'''

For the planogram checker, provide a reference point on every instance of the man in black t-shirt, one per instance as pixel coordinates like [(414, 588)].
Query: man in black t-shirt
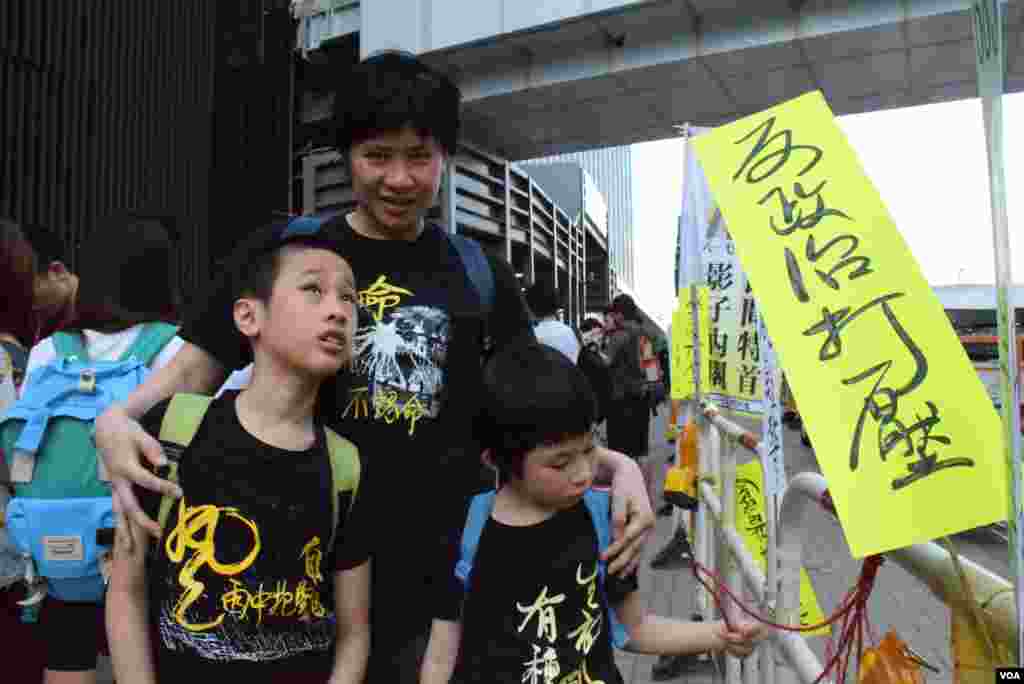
[(412, 393)]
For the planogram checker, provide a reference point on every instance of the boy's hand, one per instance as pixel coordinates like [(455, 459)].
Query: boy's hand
[(632, 515), (123, 443), (740, 641)]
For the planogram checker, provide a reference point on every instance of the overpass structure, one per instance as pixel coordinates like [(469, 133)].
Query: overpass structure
[(543, 78), (560, 76)]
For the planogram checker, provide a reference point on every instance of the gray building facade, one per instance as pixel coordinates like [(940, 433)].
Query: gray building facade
[(611, 170)]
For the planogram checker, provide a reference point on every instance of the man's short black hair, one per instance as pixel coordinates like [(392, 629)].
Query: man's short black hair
[(390, 90), (542, 297), (532, 396)]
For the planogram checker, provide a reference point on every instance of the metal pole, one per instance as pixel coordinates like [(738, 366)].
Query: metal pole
[(729, 569), (771, 581), (793, 646), (989, 41)]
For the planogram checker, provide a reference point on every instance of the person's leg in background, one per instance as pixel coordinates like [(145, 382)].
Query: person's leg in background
[(71, 659), (397, 665)]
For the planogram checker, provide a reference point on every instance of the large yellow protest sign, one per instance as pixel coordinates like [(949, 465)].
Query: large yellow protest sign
[(900, 423), (751, 523), (682, 341)]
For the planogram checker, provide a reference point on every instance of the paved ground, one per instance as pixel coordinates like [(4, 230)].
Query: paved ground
[(898, 602)]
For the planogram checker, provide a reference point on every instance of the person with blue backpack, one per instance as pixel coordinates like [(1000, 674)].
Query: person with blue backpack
[(539, 604), (61, 516), (432, 304)]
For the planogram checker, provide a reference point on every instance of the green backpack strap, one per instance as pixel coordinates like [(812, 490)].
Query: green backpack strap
[(151, 340), (345, 470), (181, 420), (70, 344)]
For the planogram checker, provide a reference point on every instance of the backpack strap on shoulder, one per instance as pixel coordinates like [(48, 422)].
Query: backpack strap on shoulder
[(345, 472), (479, 512), (151, 340), (599, 506), (70, 344), (181, 421), (477, 267)]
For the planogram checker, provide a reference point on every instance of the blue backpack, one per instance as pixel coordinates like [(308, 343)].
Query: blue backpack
[(61, 512), (599, 506)]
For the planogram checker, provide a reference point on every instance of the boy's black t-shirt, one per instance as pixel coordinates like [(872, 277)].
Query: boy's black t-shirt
[(535, 612), (241, 584), (409, 402)]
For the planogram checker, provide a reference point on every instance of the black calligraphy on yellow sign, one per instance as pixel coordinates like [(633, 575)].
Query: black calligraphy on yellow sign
[(900, 422)]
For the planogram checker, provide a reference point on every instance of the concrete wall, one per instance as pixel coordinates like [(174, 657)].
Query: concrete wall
[(424, 26), (611, 169)]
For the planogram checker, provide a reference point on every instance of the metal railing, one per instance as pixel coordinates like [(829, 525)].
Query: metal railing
[(785, 657)]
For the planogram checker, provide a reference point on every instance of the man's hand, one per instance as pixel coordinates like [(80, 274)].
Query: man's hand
[(632, 515), (123, 443)]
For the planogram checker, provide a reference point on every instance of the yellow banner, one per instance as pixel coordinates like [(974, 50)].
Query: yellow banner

'''

### WHAT IS BEING ASKED
Could you copy out every item above word for word, leaving out the pictures?

### THE OUTPUT
For the planogram checker, provide a reference point on every instance of the man in black t-shirt, one per instance as pixel coordinates like [(414, 588)].
Query: man in black t-shirt
[(412, 393)]
For the planogram checker, provide a reference point on every instance of the boy's hand, one per instance as pixel coordinates like [(455, 459)].
Query: boy's hand
[(632, 515), (123, 443), (740, 641)]
For the planogram checker, provide a reference point on every instance of the overpass structure, one per instance as pixel coordinates like [(469, 133)].
Query: overpass structure
[(543, 78), (560, 76)]
For the planogram checker, provide a reference point on every instance of the gray building facade, one per instance as pixel coordinates like [(940, 433)].
Query: gray building facade
[(611, 170)]
For the planogram checker, provide a reference point on every instance of the man's short black hair, one per instance as pixel coordinates like [(392, 629)].
Query: man's short black hair
[(390, 90), (542, 297), (532, 396)]
For the planogram checker, provide a reference point on every instance of the metal pole, one per instance as pixel coordinates like [(738, 366)].
Query: metal pole
[(729, 569), (771, 581), (793, 646), (989, 41)]
For the planogram checker, provide a reference point on every instance of the person's leg in background, one per instance as pixel coordinates like [(145, 382)].
Query: person's leg in background
[(71, 659), (397, 665)]
For the planogram checker, provide a reference point on every instance of the large yellow protest sign, one per instance as pixel coordinates like [(949, 465)].
Query: large yellow protest sign
[(900, 423), (751, 523), (682, 341)]
For the planogram checker, provide a reference point on every instance of the paved ground, one per instance as pixel coordinates like [(4, 230)].
Query: paved ground
[(898, 602)]
For the planogram checker, provide a reference point on every instance of the person with blue backpack, one per instance as pixel coordinates like [(1000, 674)].
Query: person with blue backpack
[(539, 604), (61, 516), (432, 304)]
For the planogram checker, provide a reference point on every instance of the green backpack strap, one per instance as pixel coordinates like [(812, 490)].
Query: green backpack strap
[(151, 340), (345, 470), (181, 420), (70, 344)]
For the planogram checker, provide a reference point on every instance of the backpack strap on shoulder, one per instance as pixel coordinates like [(48, 422)].
Query: backpack strap on shoulder
[(345, 472), (479, 512), (151, 340), (599, 506), (70, 344), (181, 421), (477, 267)]
For the planogram checker, provide a reference point on every instance of the blue backpack, one per instance as pixel coordinates like [(308, 343)].
Query: blue backpack
[(61, 512), (599, 506)]
For the planogram checker, provide a reference point on every instance of the boy's black t-shirt, one per instance as pixel coordinates like [(872, 277)].
Query: boy's black t-shirt
[(535, 612), (241, 584), (409, 402)]
For the planogram checker, provide a reference point on every instance of the black calligraphy on yellow sign, one per instance as pixel coordinates like [(633, 575)].
Query: black calligraphy on yellow sign
[(900, 422)]
For the planogram checker, provide a reference point on every instance of the concrete wall, one per instance as pixel coordinates like [(174, 657)].
Query: concrete wall
[(424, 26), (611, 169)]
For the planogram checker, provide a reference point on every instance of the metal railing, one per instance as pixel coordinates like [(829, 525)].
Query: metal railing
[(785, 657)]
For the planogram checker, provide a reference point on every instance of the man's hand, one per instance as pixel coordinates like [(80, 274)].
Query: man's hand
[(632, 515), (123, 443)]
For the planogram checker, provide a reference point on every instance of the yellow banner, one per instance as pixel coordinates like [(974, 50)].
Query: yellow banner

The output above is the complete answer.